***** TASK INPUT *****

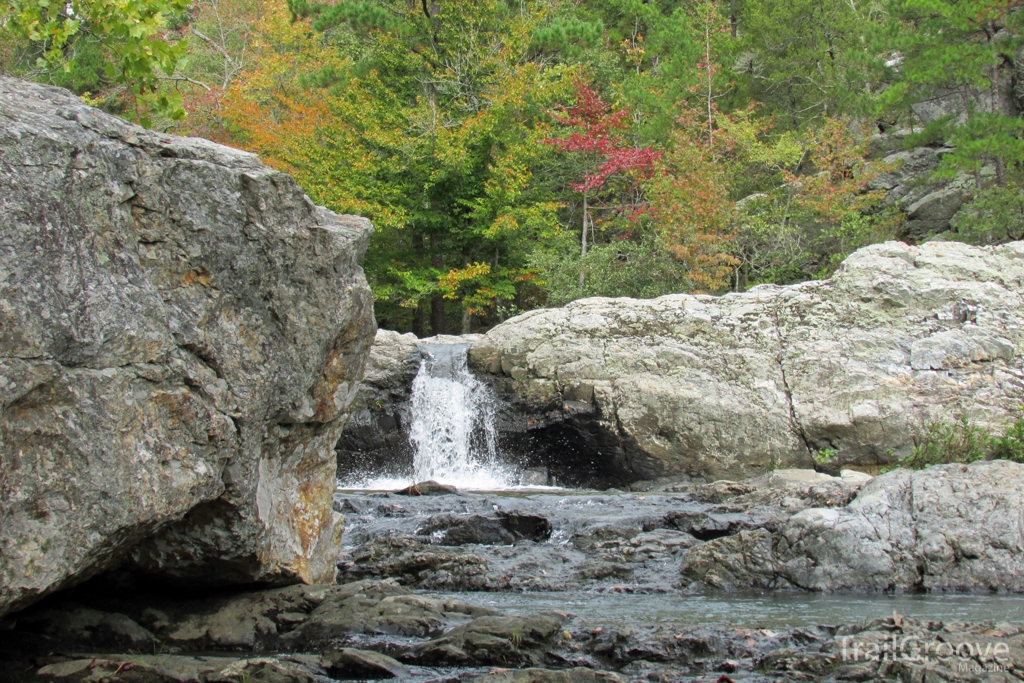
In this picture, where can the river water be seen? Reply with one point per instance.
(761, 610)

*****
***** TASK INPUT *****

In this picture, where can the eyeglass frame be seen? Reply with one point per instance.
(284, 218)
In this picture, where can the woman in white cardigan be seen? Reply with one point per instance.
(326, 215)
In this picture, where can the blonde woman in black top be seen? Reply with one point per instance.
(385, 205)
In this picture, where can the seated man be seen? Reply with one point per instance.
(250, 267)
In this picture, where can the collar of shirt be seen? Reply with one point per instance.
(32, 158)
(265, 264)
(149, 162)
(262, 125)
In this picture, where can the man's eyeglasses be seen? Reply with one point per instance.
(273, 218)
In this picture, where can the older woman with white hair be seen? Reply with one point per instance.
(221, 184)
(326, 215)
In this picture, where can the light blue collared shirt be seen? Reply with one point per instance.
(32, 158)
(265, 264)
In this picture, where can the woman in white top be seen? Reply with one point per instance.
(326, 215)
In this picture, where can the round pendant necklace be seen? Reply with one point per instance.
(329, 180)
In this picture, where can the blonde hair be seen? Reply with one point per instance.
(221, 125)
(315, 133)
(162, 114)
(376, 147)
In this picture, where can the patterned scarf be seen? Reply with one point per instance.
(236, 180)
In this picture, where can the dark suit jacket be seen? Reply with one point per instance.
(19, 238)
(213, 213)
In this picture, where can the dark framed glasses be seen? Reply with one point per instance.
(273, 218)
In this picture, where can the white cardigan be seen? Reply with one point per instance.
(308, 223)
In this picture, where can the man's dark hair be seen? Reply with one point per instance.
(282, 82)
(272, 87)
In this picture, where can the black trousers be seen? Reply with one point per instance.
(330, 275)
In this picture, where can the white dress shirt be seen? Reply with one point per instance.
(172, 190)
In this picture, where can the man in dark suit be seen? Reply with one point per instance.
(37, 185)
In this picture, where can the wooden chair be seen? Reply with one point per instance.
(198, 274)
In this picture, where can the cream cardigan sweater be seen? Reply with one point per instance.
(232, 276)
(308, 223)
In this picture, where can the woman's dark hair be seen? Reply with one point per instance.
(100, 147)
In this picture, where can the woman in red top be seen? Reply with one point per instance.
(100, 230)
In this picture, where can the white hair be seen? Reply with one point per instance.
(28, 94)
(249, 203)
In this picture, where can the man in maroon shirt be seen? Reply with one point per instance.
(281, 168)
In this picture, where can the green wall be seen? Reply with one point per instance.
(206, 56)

*****

GIVEN REQUEST
Count the lines in the rows above that contain the string "black". Reply with the number alone.

THE OUTPUT
2